I wonder what the purists think of the recent computational photography trend.

Google started it with its all-in-cloud touch up of the photos. And then they moved it on-device in the camera app. Every photo one took was stitched together from multiple shots with different settings. And eventually each OEM made their cameras smarter, AI-driven”.

Latest iPhone 11 stitches a single photo from 4 under exposed frames taken before the shutter button is clicked, one normal picture and 1 over exposed frame. They call this process semantic rendering. What follows is some heavy processing. Here’s snippet from the The Verge’s review of iPhone 11 Pro review.

Smart HDR looks for things in the photos it understands: the sky, faces, hair, facial hair, things like that. Then it uses the additional detail from the underexposed and overexposed frames to selectively process those areas of the image: hair gets sharpened, the sky gets de-noised but not sharpened, faces get relighted to make them look more even, and facial hair gets sharpened up. Smart HDR is also now less aggressive with highlights and shadows. Highlights on faces aren’t corrected as aggressively as before because those highlights make photos look more natural, but other highlights and shadows are corrected to regain detail.

What you get as a result is an extremely clear picture with each object in the photo appropriately visible.

But with so much processing of each image, should this even be called photography any more? Here’s Wikipedia introducing the term.

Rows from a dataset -
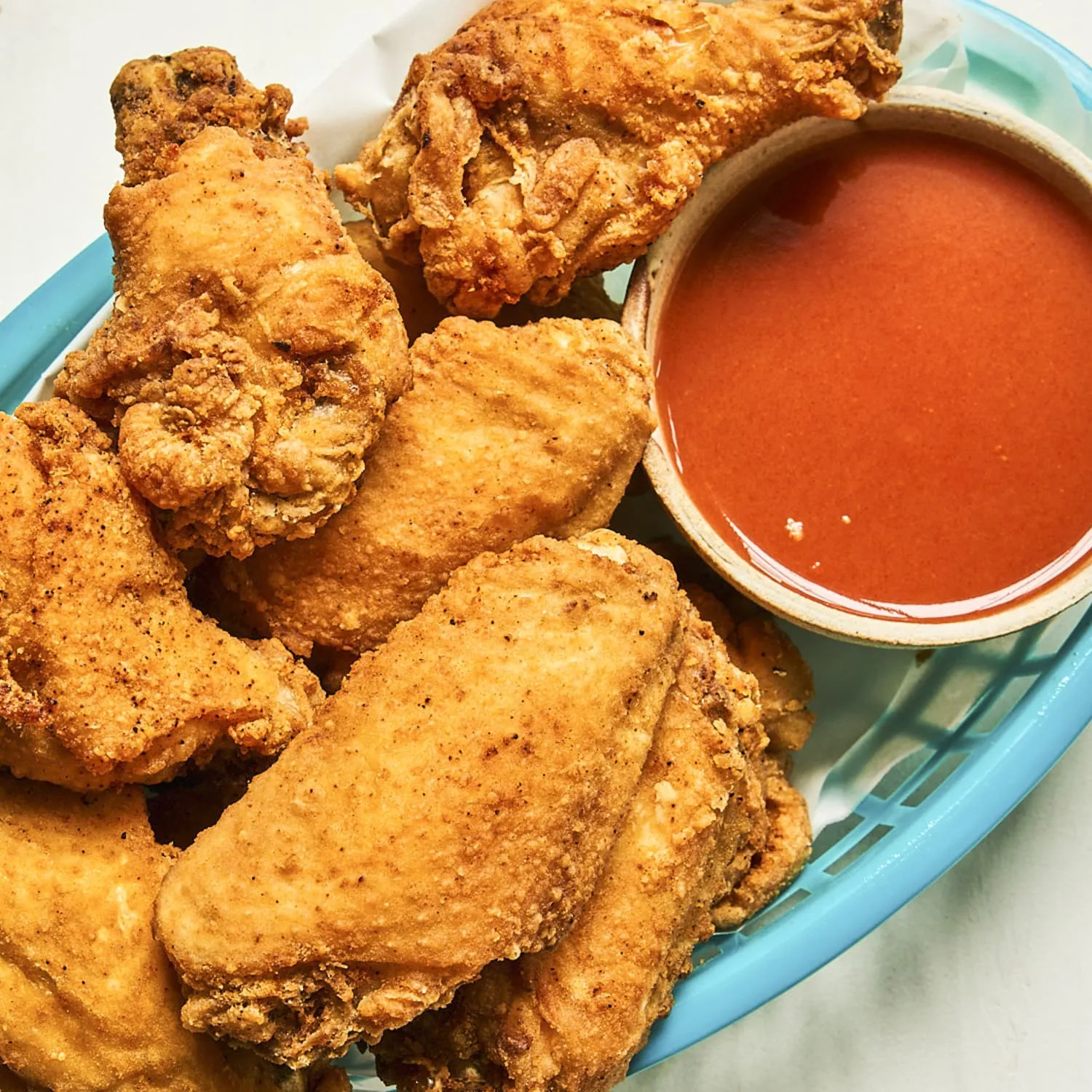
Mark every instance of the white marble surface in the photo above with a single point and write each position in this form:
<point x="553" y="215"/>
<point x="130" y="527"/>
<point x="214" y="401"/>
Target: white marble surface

What is asked -
1 – Answer these from the post on computational photography:
(a) How many underexposed frames does the iPhone 11 capture before the shutter button is clicked?
(b) What name is given to the process of stitching those frames into one photo?
(c) How does Smart HDR treat the sky?
2 – Resume the post on computational photography, starting after its final sentence.

Final answers -
1 –
(a) 4
(b) Semantic rendering
(c) The sky gets de-noised but not sharpened.

2 –
Photography is the art, application and practice of creating durable images by recording light or other electromagnetic radiation, either electronically by means of an image sensor, or chemically by means of a light-sensitive material such as photographic film.

What we do with our smartphones is neither an art nor is it creating a single image.

All parts of the photos are independently captured (and even pre-captured) with the best suited settings, processed post-capture, with even some live sections including audio recorded. This is not creating an image” any more.

Someone might say it all started when the digital photography became mainstream - when the physical limitations of the analog methods did not constrain the person with a camera in his hand. However, what we capture is no longer a single image anymore. A more apt term for these might be visual memories”. Common people are interested in doing just that, they don’t care if they are called photographers.

Let Photography stay an art.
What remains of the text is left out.